» SET PROBLEM 1:
Copy the blog post about training level shows word for word, from "Thursday 14 March" to "the most part...zzzz....".
» SET PROBLEM 2:
List every hyphenated word that appears in the blog post about training level shows.

» DOCUMENT EXTRACT:
Thursday 14 March 2013

I am not kidding...I swear I saw alfred hitchcock come out of that port-o-let

I have spent a lot of time this week humming and hawing about how much detail to go into regarding our first summer of showing training level.

Because the truth is - although you all pretend to be very interested in the story here, nothing is more mind-numbingly boring than listening to a play-by-play of a series of training level shows.  NOTHING exciting ever happens at training level.  Even the freak-outs are usually pretty tame, compared to amateurs crashing through hunter fences etc.

Not that we didn't try to spice things up a little now and then.  But for the most part...zzzz....

So, I have made the executive decision to condense our entire 2005 training level show season into one post. It's ok - admit it - you are sighing a big sigh of relief ("ahh, we might get to hear some good stuff before we die of old age", you are saying. I know).

» DATA EXTRACT:
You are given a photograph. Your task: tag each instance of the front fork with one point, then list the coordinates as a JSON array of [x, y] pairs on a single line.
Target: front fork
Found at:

» OUTPUT 1:
Thursday 14 March 2013

I am not kidding...I swear I saw alfred hitchcock come out of that port-o-let

I have spent a lot of time this week humming and hawing about how much detail to go into regarding our first summer of showing training level.

Because the truth is - although you all pretend to be very interested in the story here, nothing is more mind-numbingly boring than listening to a play-by-play of a series of training level shows.  NOTHING exciting ever happens at training level.  Even the freak-outs are usually pretty tame, compared to amateurs crashing through hunter fences etc.

Not that we didn't try to spice things up a little now and then.  But for the most part...zzzz....

» OUTPUT 2:
port-o-let
play-by-play
mind-numbingly
freak-outs